> DOCUMENT PASSAGE:

╭──

Rubio’s theme was similar: “This cannot be an election about nominating someone just to be making a point. This cannot be an election about nominating someone just because they seem angrier than everybody else. We are all angry. We are frustrated, but you have to solve a problem.”

On March 1, dubbed “Super Tuesday,” 12 states will hold presidential nominating contests, with so many concentrated in the southeast — Alabama, Arkansas, Georgia, Tennessee, and Virginia — that some are calling it the SEC (Southeast Conference) Primary. At stake are 595 delegates, one-quarter of the 2,472 total delegates who will determine the winner this summer. The two vying for second place recognize that Super Tuesday could either galvanize their campaigns heading into the final stretch or end them altogether.

╰──

> DATASET ENTRIES:

╭──

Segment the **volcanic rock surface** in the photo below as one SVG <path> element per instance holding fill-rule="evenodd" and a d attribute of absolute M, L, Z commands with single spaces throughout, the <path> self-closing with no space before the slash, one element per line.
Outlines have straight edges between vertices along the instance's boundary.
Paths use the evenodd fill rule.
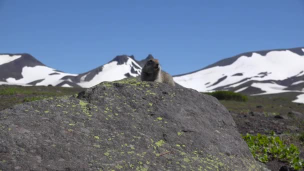
<path fill-rule="evenodd" d="M 138 79 L 0 112 L 0 170 L 261 169 L 216 98 Z"/>

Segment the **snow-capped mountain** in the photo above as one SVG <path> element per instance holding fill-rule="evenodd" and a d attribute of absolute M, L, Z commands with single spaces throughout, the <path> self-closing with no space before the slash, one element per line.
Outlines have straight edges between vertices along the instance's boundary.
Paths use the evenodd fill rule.
<path fill-rule="evenodd" d="M 138 76 L 152 58 L 150 54 L 136 60 L 132 56 L 119 56 L 90 71 L 73 74 L 46 66 L 28 54 L 0 54 L 0 84 L 90 88 L 103 81 Z M 294 102 L 304 103 L 304 48 L 242 54 L 174 79 L 203 92 L 229 90 L 250 95 L 298 92 Z"/>
<path fill-rule="evenodd" d="M 174 78 L 199 92 L 229 90 L 250 95 L 304 92 L 304 48 L 242 54 Z"/>
<path fill-rule="evenodd" d="M 89 72 L 73 74 L 47 66 L 28 54 L 2 54 L 0 84 L 90 88 L 104 81 L 136 76 L 142 70 L 138 62 L 138 62 L 132 56 L 117 56 Z"/>

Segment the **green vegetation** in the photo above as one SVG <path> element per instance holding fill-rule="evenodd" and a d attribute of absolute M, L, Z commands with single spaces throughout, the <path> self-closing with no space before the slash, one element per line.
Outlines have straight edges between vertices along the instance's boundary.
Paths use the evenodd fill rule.
<path fill-rule="evenodd" d="M 32 102 L 32 101 L 38 100 L 40 100 L 44 99 L 44 98 L 48 98 L 48 96 L 34 96 L 29 97 L 29 98 L 25 98 L 24 99 L 23 102 Z"/>
<path fill-rule="evenodd" d="M 216 91 L 211 92 L 206 92 L 206 94 L 212 96 L 218 100 L 246 102 L 248 100 L 246 96 L 230 91 Z"/>
<path fill-rule="evenodd" d="M 276 159 L 288 162 L 296 170 L 304 168 L 304 160 L 300 158 L 298 148 L 294 144 L 284 144 L 274 132 L 270 136 L 247 134 L 242 136 L 254 157 L 260 162 L 266 162 Z"/>
<path fill-rule="evenodd" d="M 56 86 L 0 86 L 0 110 L 24 102 L 51 96 L 72 96 L 84 88 Z"/>
<path fill-rule="evenodd" d="M 248 100 L 246 102 L 226 100 L 220 101 L 227 109 L 235 113 L 246 114 L 249 112 L 254 112 L 265 114 L 288 114 L 292 110 L 304 111 L 304 104 L 292 102 L 298 94 L 298 92 L 290 92 L 262 96 L 247 96 Z M 258 106 L 262 106 L 262 108 L 257 108 Z"/>
<path fill-rule="evenodd" d="M 298 138 L 301 142 L 304 142 L 304 132 L 302 132 L 300 134 Z"/>

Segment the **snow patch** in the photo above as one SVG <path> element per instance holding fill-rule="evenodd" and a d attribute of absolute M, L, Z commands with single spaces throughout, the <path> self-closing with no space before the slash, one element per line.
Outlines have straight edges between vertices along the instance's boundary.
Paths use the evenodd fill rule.
<path fill-rule="evenodd" d="M 204 92 L 228 84 L 232 84 L 230 87 L 236 87 L 236 85 L 250 80 L 284 80 L 303 70 L 304 66 L 303 56 L 288 50 L 274 50 L 264 56 L 257 53 L 253 53 L 251 57 L 241 56 L 230 65 L 216 66 L 186 75 L 174 76 L 174 80 L 184 87 Z M 284 72 L 282 72 L 282 69 Z M 271 74 L 261 78 L 258 74 L 262 72 L 271 72 Z M 229 76 L 235 73 L 242 73 L 243 75 Z M 204 84 L 204 82 L 216 82 L 222 77 L 223 74 L 228 76 L 228 78 L 219 84 L 210 86 Z M 304 72 L 302 74 L 304 74 Z M 236 84 L 246 78 L 248 79 L 242 83 Z M 264 86 L 266 84 L 262 86 Z M 270 93 L 270 92 L 281 91 L 272 88 L 268 90 Z"/>
<path fill-rule="evenodd" d="M 244 90 L 245 90 L 247 88 L 248 88 L 248 86 L 245 86 L 244 88 L 240 88 L 236 90 L 236 91 L 234 91 L 234 92 L 242 92 L 242 91 Z"/>
<path fill-rule="evenodd" d="M 300 80 L 300 81 L 298 81 L 298 82 L 294 82 L 294 83 L 292 83 L 292 86 L 294 86 L 294 85 L 298 84 L 300 84 L 300 83 L 302 83 L 302 82 L 304 82 L 304 80 Z"/>
<path fill-rule="evenodd" d="M 0 82 L 0 85 L 16 85 L 21 86 L 32 86 L 32 85 L 26 84 L 16 84 L 12 82 Z"/>
<path fill-rule="evenodd" d="M 23 84 L 24 82 L 30 82 L 36 80 L 44 79 L 42 82 L 37 83 L 36 86 L 50 84 L 55 86 L 62 82 L 60 78 L 64 76 L 78 75 L 57 72 L 58 74 L 50 76 L 50 74 L 53 73 L 54 70 L 55 69 L 46 66 L 24 66 L 22 68 L 21 72 L 23 77 L 22 78 L 16 80 L 14 78 L 7 78 L 6 81 L 14 84 Z"/>
<path fill-rule="evenodd" d="M 72 88 L 72 86 L 70 86 L 69 84 L 65 84 L 62 85 L 61 86 L 64 87 L 64 88 Z"/>
<path fill-rule="evenodd" d="M 0 54 L 0 65 L 10 62 L 21 56 L 21 55 L 10 56 L 8 54 Z"/>
<path fill-rule="evenodd" d="M 90 88 L 96 85 L 103 82 L 112 82 L 120 80 L 126 78 L 124 76 L 126 73 L 129 73 L 131 76 L 137 76 L 138 74 L 134 74 L 130 72 L 131 68 L 133 67 L 133 63 L 136 65 L 138 68 L 134 67 L 135 71 L 140 73 L 142 67 L 137 64 L 137 63 L 132 58 L 128 56 L 126 62 L 122 64 L 118 64 L 117 61 L 113 61 L 103 66 L 102 70 L 97 74 L 90 82 L 80 81 L 78 84 L 82 88 Z"/>
<path fill-rule="evenodd" d="M 251 86 L 254 88 L 260 88 L 262 90 L 266 92 L 265 92 L 260 94 L 258 94 L 259 95 L 261 95 L 262 94 L 268 94 L 280 93 L 282 92 L 282 91 L 286 91 L 286 92 L 290 92 L 290 90 L 283 90 L 287 88 L 287 86 L 279 85 L 275 83 L 254 82 L 253 83 Z"/>
<path fill-rule="evenodd" d="M 294 102 L 304 104 L 304 94 L 300 94 L 296 96 L 296 99 L 293 100 Z"/>

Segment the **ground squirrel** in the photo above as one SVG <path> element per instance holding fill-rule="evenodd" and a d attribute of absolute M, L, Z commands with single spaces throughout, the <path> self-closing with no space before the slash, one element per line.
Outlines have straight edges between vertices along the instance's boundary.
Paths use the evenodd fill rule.
<path fill-rule="evenodd" d="M 142 81 L 163 82 L 174 86 L 173 78 L 168 73 L 162 70 L 158 60 L 149 60 L 142 70 L 140 78 Z"/>

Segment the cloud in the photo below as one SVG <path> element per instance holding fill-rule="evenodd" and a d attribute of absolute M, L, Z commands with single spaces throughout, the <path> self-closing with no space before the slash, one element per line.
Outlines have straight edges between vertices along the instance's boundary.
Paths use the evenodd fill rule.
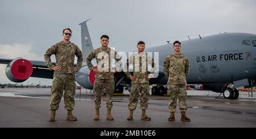
<path fill-rule="evenodd" d="M 0 56 L 4 58 L 23 58 L 40 60 L 43 56 L 31 53 L 32 45 L 31 44 L 0 44 Z"/>
<path fill-rule="evenodd" d="M 31 53 L 32 45 L 31 44 L 0 44 L 0 58 L 14 59 L 18 57 L 27 59 L 28 60 L 43 60 L 43 56 L 36 55 Z M 0 83 L 6 84 L 15 82 L 10 81 L 5 75 L 6 64 L 0 64 Z M 30 77 L 25 82 L 29 84 L 36 83 L 44 85 L 51 85 L 52 80 Z"/>

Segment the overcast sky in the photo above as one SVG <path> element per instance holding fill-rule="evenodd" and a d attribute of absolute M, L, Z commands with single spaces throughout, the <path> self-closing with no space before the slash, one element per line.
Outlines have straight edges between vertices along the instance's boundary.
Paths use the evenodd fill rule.
<path fill-rule="evenodd" d="M 220 32 L 256 33 L 255 0 L 0 0 L 0 58 L 21 57 L 43 60 L 46 50 L 62 39 L 62 29 L 72 29 L 71 41 L 81 47 L 79 23 L 88 22 L 94 48 L 100 37 L 110 37 L 117 51 L 185 40 Z M 14 83 L 0 64 L 0 83 Z M 50 85 L 51 80 L 24 82 Z"/>

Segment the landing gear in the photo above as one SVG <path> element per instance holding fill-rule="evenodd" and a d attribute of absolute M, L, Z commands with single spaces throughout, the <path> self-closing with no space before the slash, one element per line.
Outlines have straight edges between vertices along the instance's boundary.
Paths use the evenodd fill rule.
<path fill-rule="evenodd" d="M 239 97 L 239 92 L 232 84 L 230 84 L 223 91 L 223 96 L 226 99 L 237 99 Z"/>
<path fill-rule="evenodd" d="M 163 95 L 167 93 L 166 88 L 163 86 L 154 86 L 152 88 L 151 92 L 152 95 Z"/>
<path fill-rule="evenodd" d="M 226 99 L 231 99 L 234 95 L 234 91 L 230 88 L 226 88 L 223 92 L 223 96 Z"/>
<path fill-rule="evenodd" d="M 237 99 L 239 97 L 239 92 L 238 90 L 237 90 L 237 89 L 234 89 L 234 95 L 233 97 L 233 99 Z"/>

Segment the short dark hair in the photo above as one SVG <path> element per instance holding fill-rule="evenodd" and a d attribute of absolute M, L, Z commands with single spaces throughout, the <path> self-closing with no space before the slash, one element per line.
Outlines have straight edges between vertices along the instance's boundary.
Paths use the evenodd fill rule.
<path fill-rule="evenodd" d="M 71 29 L 70 29 L 70 28 L 64 28 L 64 29 L 63 29 L 63 31 L 62 32 L 62 33 L 64 33 L 64 32 L 65 30 L 68 30 L 68 31 L 70 31 L 70 32 L 72 33 L 72 31 L 71 31 Z"/>
<path fill-rule="evenodd" d="M 140 41 L 138 42 L 137 46 L 138 46 L 139 45 L 144 45 L 145 42 L 144 42 L 143 41 Z"/>
<path fill-rule="evenodd" d="M 175 44 L 177 44 L 177 43 L 179 44 L 179 45 L 181 44 L 181 43 L 180 43 L 180 42 L 179 42 L 179 41 L 176 41 L 174 42 L 174 46 Z"/>
<path fill-rule="evenodd" d="M 108 40 L 109 40 L 109 36 L 108 36 L 108 35 L 102 35 L 102 36 L 101 36 L 101 40 L 102 38 L 108 38 Z"/>

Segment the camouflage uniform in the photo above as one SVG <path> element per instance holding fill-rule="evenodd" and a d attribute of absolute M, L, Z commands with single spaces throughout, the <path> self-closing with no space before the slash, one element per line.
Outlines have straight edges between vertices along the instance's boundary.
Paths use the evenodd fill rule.
<path fill-rule="evenodd" d="M 177 97 L 179 98 L 180 110 L 187 110 L 186 76 L 189 70 L 188 59 L 183 54 L 171 54 L 164 60 L 164 73 L 168 79 L 168 95 L 169 111 L 176 111 Z"/>
<path fill-rule="evenodd" d="M 95 108 L 101 107 L 101 97 L 105 89 L 107 99 L 106 107 L 112 108 L 113 106 L 112 97 L 115 87 L 114 75 L 111 75 L 109 72 L 112 70 L 112 59 L 115 59 L 118 64 L 117 66 L 119 66 L 121 59 L 117 52 L 110 47 L 108 47 L 106 50 L 103 49 L 102 47 L 96 49 L 86 58 L 87 65 L 91 71 L 94 68 L 91 62 L 93 58 L 96 59 L 97 69 L 100 72 L 100 73 L 96 73 L 93 86 L 93 90 L 95 92 Z"/>
<path fill-rule="evenodd" d="M 74 67 L 75 55 L 77 57 L 77 65 L 75 67 L 79 70 L 82 65 L 82 54 L 78 46 L 70 42 L 65 44 L 60 41 L 49 48 L 44 54 L 46 66 L 51 70 L 55 66 L 52 64 L 51 55 L 56 57 L 56 66 L 60 67 L 60 71 L 54 71 L 53 80 L 51 88 L 51 110 L 57 110 L 61 99 L 63 90 L 65 108 L 73 110 L 75 107 L 73 95 L 75 93 L 75 73 L 72 72 Z"/>
<path fill-rule="evenodd" d="M 150 55 L 144 52 L 140 54 L 136 52 L 130 56 L 125 67 L 127 69 L 127 72 L 125 73 L 129 78 L 132 76 L 128 70 L 130 64 L 133 64 L 133 76 L 136 78 L 136 80 L 131 82 L 128 108 L 129 110 L 135 110 L 137 106 L 138 98 L 141 97 L 141 108 L 147 109 L 149 95 L 149 81 L 146 80 L 146 78 L 148 76 L 147 67 L 148 64 L 151 65 L 152 68 L 149 76 L 153 77 L 156 69 L 154 59 Z"/>

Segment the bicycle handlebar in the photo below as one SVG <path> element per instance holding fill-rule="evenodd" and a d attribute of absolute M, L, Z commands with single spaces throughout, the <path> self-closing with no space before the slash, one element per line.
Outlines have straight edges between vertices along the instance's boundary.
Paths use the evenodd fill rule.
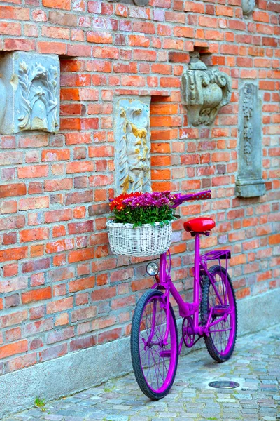
<path fill-rule="evenodd" d="M 211 198 L 211 190 L 205 190 L 199 193 L 190 193 L 189 194 L 180 194 L 178 196 L 177 200 L 172 208 L 177 208 L 183 202 L 188 200 L 208 200 Z"/>

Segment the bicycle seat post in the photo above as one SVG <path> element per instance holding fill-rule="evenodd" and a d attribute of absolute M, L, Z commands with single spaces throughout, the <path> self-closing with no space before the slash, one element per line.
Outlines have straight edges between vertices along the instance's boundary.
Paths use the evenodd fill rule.
<path fill-rule="evenodd" d="M 200 233 L 196 232 L 195 236 L 195 270 L 193 285 L 193 304 L 198 308 L 200 305 Z M 194 325 L 198 326 L 199 312 L 195 312 L 194 315 Z"/>

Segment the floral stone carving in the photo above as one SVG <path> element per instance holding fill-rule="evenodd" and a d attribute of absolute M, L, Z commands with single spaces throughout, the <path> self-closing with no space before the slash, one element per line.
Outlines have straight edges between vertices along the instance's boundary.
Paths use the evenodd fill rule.
<path fill-rule="evenodd" d="M 238 175 L 236 194 L 241 197 L 262 196 L 262 105 L 258 87 L 246 82 L 240 91 L 239 112 Z"/>
<path fill-rule="evenodd" d="M 232 80 L 223 72 L 208 69 L 200 53 L 190 53 L 188 69 L 183 74 L 182 86 L 188 119 L 192 126 L 211 124 L 220 109 L 228 104 Z"/>
<path fill-rule="evenodd" d="M 243 14 L 248 15 L 253 11 L 255 6 L 255 0 L 241 0 L 241 7 L 242 8 Z"/>
<path fill-rule="evenodd" d="M 150 192 L 150 97 L 115 103 L 116 192 Z"/>
<path fill-rule="evenodd" d="M 58 57 L 15 51 L 0 60 L 0 98 L 6 98 L 0 133 L 59 128 Z M 1 102 L 2 104 L 2 102 Z"/>

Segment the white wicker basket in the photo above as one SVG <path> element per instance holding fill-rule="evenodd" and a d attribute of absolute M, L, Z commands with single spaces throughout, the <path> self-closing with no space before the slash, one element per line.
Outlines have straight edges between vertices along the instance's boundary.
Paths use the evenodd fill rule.
<path fill-rule="evenodd" d="M 133 228 L 133 224 L 108 221 L 110 248 L 114 254 L 130 256 L 153 256 L 165 253 L 170 247 L 172 221 L 160 227 L 144 224 Z"/>

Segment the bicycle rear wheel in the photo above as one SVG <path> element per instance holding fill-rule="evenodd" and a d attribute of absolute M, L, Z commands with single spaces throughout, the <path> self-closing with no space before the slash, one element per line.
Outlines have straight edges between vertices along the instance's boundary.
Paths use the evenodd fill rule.
<path fill-rule="evenodd" d="M 178 363 L 178 331 L 172 307 L 169 306 L 169 331 L 167 345 L 167 310 L 163 293 L 145 293 L 138 302 L 132 319 L 131 353 L 137 383 L 148 398 L 161 399 L 169 392 Z"/>
<path fill-rule="evenodd" d="M 218 363 L 223 363 L 230 358 L 235 346 L 237 331 L 236 299 L 232 281 L 226 270 L 220 266 L 212 266 L 209 272 L 214 276 L 214 286 L 208 276 L 204 276 L 201 320 L 205 326 L 210 312 L 212 312 L 209 335 L 204 336 L 204 342 L 211 356 Z"/>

╰──

> REQUEST: Can you carry on the Super Tuesday passage from its final sentence? The listing has no connection to the Super Tuesday passage.

> ANSWER TO THE TASK:
At the moment, only Trump has been able to touch the hot button driving voters to the polls: anger. Anger at the establishment. Anger that their voices aren’t being heard. Anger that the establishment is deaf, dumb, and blind to the average voter. According to Real Clear Politics’ polling numbers, Trump has a substantial lead in most of those 12 states, the rare exception being Texas, where Cruz leads Trump by five points.

Fran Coombs, the managing editor of Rasmussen Reports, thinks it’s all but over. In mid-June last year, just a quarter of Republicans polled thought Trump would wind up being the GOP’s nominee, with 56 percent of them predicting Jeb Bush would win. As of last Friday, nearly three out of four Republicans think Trump will become the party’s nominee, while Bush’s support has dropped to exactly zero.

Moving from “never-gonna-happen” to “how can he be stopped?” as the Washington Post expressed it, is the same question Coombs tried to answer: “The question now is whether he can be stopped … the airwaves nationwide will be filled with vicious anti-Trump Super-PAC ads, but if the past is any indication, ‘The Donald’ will ride that opposition like a surfer who’s caught the perfect wave.”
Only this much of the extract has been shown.